Work task: Before copying, set the images aside; then transcribe every entry below exactly.

Saved entries:
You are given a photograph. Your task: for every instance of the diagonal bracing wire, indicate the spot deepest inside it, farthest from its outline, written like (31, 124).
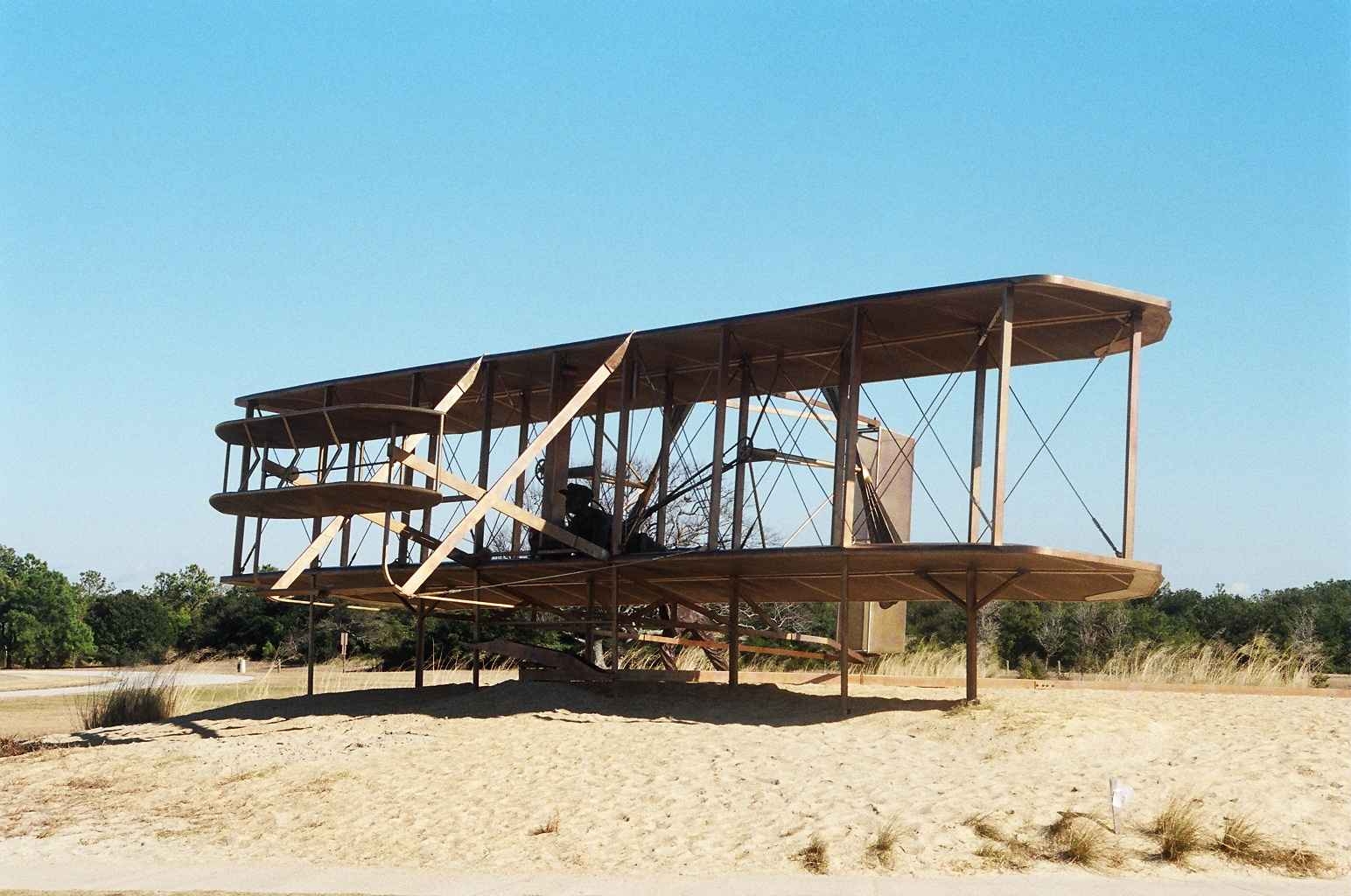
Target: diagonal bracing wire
(1046, 446)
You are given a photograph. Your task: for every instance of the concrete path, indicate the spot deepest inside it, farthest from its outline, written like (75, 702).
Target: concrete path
(116, 676)
(310, 878)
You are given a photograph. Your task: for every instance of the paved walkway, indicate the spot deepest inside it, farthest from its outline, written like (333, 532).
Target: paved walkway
(308, 878)
(116, 676)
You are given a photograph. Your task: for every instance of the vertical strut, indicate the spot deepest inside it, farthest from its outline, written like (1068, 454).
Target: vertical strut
(1132, 431)
(971, 630)
(715, 483)
(522, 441)
(1001, 415)
(743, 414)
(486, 442)
(973, 511)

Response to this task:
You are given a photograph. Your task: for every instance of the diagonal bracing wire, indicate the spot deepest inside it, farthest from its outline, written like (31, 124).
Target: diagonal bracing wire
(1046, 446)
You are given a photograph. Your task: for every instance of the concrete path, indicate the spot deepest inside it, farthest from its outline, written like (75, 702).
Target: concrete path
(116, 676)
(310, 878)
You are given a photograph. Your task: for every instance of the paved walkway, indicate the spot deepest inside it, farthest from its outline, written like (333, 532).
Target: paved walkway
(308, 878)
(116, 676)
You are given a photograph. Your task: for every instance of the vertical strut, indicate the spot deepest inside it, farthest from its outline, written like (1068, 454).
Target: vertical strut
(1132, 431)
(971, 630)
(715, 483)
(522, 441)
(1001, 415)
(743, 414)
(486, 442)
(973, 511)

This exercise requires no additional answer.